*CHALLENGE*
Shift every coordinate pair by adding 96 to both of its numbers, and write out again the lines below that begin with the line containing "cracked dry mud." and run through the last line, both ends included. Keep every other word in those lines unchanged, and give nothing beyond them.

*RECORDS FOR PROCESSING*

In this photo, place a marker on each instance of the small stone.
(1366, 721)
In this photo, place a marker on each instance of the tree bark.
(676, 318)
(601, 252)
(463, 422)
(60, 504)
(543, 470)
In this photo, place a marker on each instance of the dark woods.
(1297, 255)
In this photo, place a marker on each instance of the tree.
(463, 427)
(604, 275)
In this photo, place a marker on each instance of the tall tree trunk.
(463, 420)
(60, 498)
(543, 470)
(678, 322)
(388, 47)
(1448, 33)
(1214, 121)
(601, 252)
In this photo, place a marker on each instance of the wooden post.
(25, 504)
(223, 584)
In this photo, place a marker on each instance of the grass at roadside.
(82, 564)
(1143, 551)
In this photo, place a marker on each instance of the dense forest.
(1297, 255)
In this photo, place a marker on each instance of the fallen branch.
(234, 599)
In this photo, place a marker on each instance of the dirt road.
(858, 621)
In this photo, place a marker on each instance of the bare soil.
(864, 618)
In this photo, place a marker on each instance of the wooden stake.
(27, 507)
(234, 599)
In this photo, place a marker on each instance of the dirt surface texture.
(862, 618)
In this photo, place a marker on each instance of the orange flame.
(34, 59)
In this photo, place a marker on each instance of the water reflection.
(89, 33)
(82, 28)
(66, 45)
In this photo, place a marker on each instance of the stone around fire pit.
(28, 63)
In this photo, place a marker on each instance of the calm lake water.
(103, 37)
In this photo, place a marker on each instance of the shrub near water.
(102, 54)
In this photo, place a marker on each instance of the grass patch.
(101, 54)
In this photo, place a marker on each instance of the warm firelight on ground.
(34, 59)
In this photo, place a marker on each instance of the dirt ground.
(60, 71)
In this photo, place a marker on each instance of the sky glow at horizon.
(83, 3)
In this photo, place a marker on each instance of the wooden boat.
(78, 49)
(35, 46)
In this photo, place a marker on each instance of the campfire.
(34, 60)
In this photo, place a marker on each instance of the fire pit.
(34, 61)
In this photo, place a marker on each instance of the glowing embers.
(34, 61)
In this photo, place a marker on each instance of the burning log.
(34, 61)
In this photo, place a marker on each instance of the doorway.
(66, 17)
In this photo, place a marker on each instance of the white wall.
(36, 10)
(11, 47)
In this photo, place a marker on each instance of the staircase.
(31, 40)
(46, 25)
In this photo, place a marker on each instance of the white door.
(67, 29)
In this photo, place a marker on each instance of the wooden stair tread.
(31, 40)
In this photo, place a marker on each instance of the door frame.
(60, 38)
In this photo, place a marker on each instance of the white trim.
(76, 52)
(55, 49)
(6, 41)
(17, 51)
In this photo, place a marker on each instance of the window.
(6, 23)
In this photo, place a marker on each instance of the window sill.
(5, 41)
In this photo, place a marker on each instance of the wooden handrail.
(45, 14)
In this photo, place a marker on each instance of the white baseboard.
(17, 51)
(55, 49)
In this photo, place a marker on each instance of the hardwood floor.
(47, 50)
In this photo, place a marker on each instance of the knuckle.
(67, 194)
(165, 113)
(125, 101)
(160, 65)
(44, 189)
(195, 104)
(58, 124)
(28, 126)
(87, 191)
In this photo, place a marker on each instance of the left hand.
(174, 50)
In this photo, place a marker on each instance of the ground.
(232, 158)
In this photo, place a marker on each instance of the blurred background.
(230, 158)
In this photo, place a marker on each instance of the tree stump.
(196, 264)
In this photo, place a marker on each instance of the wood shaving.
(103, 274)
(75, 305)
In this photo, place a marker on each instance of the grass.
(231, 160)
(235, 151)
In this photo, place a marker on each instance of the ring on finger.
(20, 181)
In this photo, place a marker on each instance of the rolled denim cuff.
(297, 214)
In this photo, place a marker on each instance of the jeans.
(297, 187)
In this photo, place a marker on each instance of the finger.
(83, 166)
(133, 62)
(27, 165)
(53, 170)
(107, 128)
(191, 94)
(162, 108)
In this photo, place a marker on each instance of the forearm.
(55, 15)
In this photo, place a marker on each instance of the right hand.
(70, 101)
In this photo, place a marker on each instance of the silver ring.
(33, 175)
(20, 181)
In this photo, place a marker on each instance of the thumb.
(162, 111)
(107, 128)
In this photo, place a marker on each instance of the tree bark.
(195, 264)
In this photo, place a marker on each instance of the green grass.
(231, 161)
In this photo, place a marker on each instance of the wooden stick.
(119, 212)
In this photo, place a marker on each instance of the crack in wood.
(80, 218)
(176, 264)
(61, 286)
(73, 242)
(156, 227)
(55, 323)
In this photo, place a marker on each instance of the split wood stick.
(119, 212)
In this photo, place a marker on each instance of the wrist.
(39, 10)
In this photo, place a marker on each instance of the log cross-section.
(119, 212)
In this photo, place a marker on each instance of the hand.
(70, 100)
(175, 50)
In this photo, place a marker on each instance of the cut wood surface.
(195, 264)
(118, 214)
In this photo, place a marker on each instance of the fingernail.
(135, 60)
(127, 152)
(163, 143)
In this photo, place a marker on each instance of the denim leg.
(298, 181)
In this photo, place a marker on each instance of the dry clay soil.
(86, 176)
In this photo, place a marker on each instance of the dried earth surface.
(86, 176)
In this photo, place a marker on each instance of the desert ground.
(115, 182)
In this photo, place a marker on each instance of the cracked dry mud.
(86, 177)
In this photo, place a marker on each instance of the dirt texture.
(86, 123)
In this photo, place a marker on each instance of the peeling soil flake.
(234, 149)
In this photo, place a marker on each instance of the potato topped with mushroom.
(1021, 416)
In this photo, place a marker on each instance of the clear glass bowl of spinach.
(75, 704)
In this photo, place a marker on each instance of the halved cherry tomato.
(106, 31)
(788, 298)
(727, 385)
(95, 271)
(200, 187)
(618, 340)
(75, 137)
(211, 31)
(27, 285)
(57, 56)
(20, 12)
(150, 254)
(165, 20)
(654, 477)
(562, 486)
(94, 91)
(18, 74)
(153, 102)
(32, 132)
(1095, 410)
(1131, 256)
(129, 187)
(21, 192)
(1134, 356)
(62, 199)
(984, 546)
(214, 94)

*FINISHED TASK*
In this photo, place a marker on each instance of the cracked dry mud.
(182, 273)
In this photo, place a marker on each instance of the dirt texture.
(182, 219)
In this photo, place a marker on each instance of the peeling soil flake.
(330, 245)
In this photo, place a marker on each instance of the potato topped with mushroom.
(1117, 512)
In this photo, place a marker on each instance of the clear glass bowl of spinach.
(171, 800)
In this photo, place a marker on each instance of the halved cherry tomato.
(202, 127)
(884, 394)
(823, 481)
(191, 367)
(296, 283)
(714, 436)
(171, 233)
(307, 127)
(123, 381)
(153, 152)
(116, 108)
(246, 350)
(261, 116)
(750, 573)
(658, 582)
(190, 187)
(114, 170)
(249, 198)
(128, 228)
(1191, 506)
(1227, 352)
(225, 283)
(117, 288)
(1230, 452)
(158, 295)
(1080, 642)
(310, 190)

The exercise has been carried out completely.